--- Provided data Enclosed Below ---
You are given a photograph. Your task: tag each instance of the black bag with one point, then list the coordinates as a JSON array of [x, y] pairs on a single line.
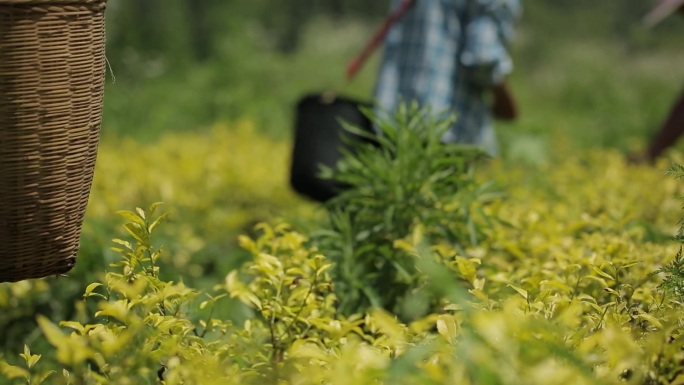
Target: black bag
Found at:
[[318, 139]]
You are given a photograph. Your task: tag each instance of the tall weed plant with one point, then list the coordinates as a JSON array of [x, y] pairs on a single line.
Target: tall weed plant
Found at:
[[403, 178]]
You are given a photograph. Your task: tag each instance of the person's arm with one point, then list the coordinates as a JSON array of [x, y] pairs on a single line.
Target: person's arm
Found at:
[[670, 131]]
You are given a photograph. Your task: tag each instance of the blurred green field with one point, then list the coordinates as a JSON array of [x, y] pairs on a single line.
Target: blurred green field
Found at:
[[586, 73]]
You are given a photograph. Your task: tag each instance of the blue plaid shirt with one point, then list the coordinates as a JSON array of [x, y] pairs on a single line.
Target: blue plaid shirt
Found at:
[[447, 54]]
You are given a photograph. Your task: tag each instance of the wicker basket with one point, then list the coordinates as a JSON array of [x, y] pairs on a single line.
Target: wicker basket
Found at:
[[52, 68]]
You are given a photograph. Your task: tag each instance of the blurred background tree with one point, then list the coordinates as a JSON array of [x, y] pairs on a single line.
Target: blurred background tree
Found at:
[[184, 65]]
--- End of Enclosed Provided data ---
*Exercise objective*: Your reply should consist only of the lines from the one containing "Target: blue plaid shirt" through the last line of the records, each reproduced exactly.

*Written answer*:
Target: blue plaid shirt
Found at:
[[447, 54]]
You are given a photograph. Your task: tag each instance of the wicker basket with one point, then list the coordinates as a JSON array of [x, y] pairs on a single line.
Target: wicker basket
Found at:
[[52, 68]]
You are given a photograph. Your task: tag each instance of the blurred background tree with one point, then list the coordinates as a JSON array of [x, y] pairs on a single line.
Target: blurred background tree
Found at:
[[184, 65]]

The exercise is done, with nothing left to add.